▶ _Task goal_
Output the entries below exactly as written, omitting pictures.

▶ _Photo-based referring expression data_
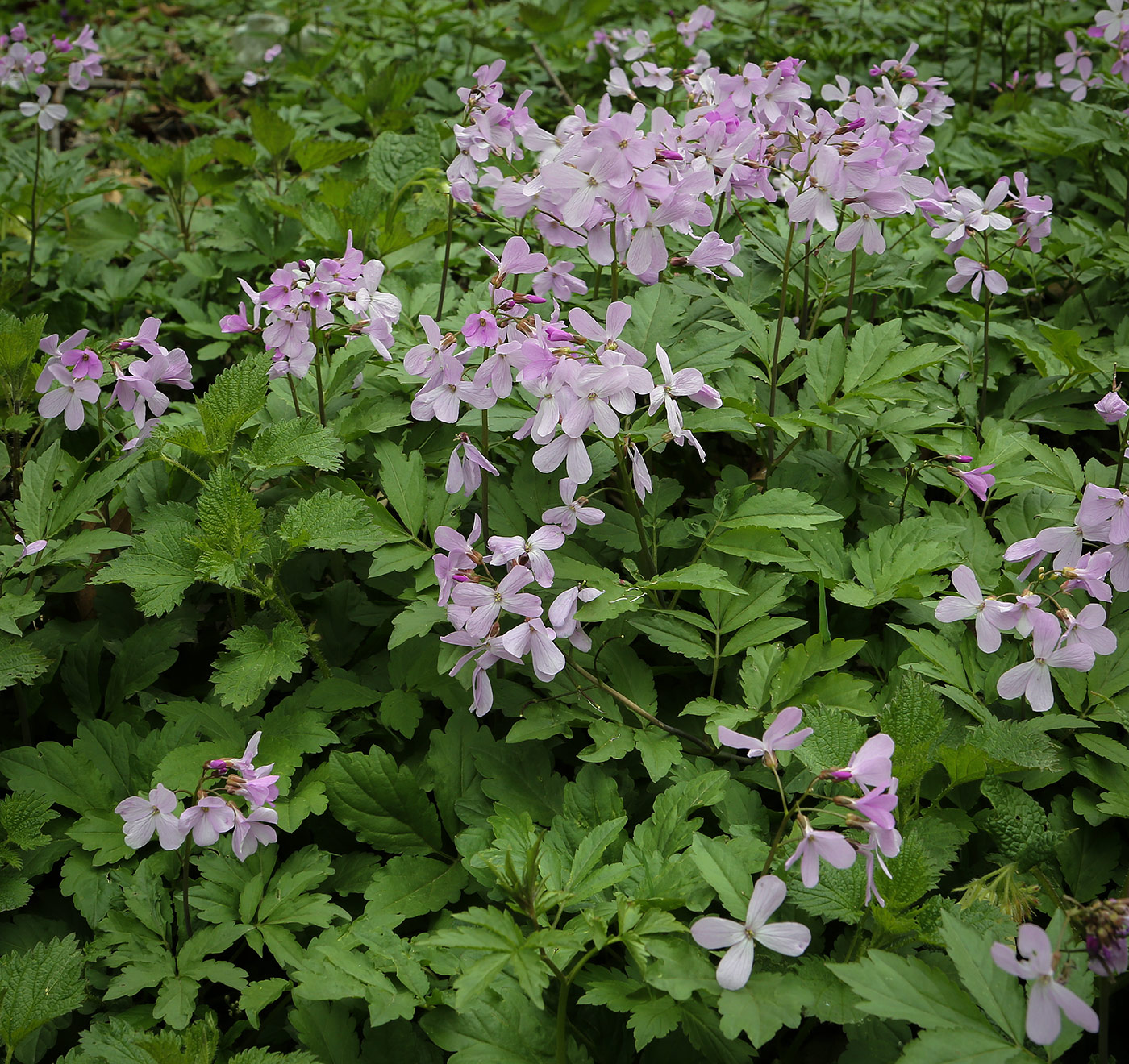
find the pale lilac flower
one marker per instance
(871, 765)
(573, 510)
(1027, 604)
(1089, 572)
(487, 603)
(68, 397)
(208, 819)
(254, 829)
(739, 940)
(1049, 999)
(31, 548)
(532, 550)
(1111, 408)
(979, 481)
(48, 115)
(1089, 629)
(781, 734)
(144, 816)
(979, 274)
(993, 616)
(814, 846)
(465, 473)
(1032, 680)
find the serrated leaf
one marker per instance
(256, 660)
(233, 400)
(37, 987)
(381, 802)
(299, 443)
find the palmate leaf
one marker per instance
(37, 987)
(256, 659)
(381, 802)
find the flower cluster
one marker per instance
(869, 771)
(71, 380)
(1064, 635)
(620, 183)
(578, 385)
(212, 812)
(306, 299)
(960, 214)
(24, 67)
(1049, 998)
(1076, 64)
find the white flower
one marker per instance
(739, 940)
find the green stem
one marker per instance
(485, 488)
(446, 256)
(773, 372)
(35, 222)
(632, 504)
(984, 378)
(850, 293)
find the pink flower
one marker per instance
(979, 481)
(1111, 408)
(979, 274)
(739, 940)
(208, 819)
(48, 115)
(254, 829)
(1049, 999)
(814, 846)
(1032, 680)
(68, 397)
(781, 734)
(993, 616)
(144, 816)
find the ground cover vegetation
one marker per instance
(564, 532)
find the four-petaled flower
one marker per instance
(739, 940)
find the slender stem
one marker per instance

▶ _Completed task_
find the pale lilac flower
one marker per instance
(871, 765)
(573, 510)
(1027, 604)
(1089, 572)
(487, 603)
(68, 397)
(208, 819)
(254, 829)
(739, 940)
(1049, 999)
(31, 548)
(532, 550)
(1111, 408)
(979, 481)
(48, 115)
(1089, 629)
(781, 734)
(144, 816)
(979, 274)
(993, 616)
(814, 846)
(465, 473)
(1032, 680)
find the serrated leaf
one marker per instance
(256, 660)
(233, 400)
(37, 987)
(381, 802)
(299, 443)
find the palmate leaf
one marker per instance
(37, 987)
(256, 659)
(381, 802)
find the flower cluster
one marker per instance
(869, 771)
(71, 380)
(1064, 635)
(620, 183)
(578, 385)
(212, 812)
(306, 299)
(960, 214)
(24, 67)
(1049, 998)
(1076, 64)
find the white flower
one marker per instance
(739, 940)
find the green stem
one marker per instance
(485, 488)
(446, 256)
(773, 372)
(35, 222)
(632, 504)
(984, 378)
(850, 293)
find the pink flower
one marker per instance
(979, 481)
(1111, 408)
(979, 274)
(739, 940)
(208, 819)
(48, 115)
(254, 829)
(1049, 999)
(814, 846)
(1032, 680)
(68, 397)
(781, 734)
(993, 616)
(144, 816)
find the ground cover vegetation
one marker per instance
(564, 532)
find the four-petaled flower
one marker per instance
(739, 940)
find the slender stem
one marker per instance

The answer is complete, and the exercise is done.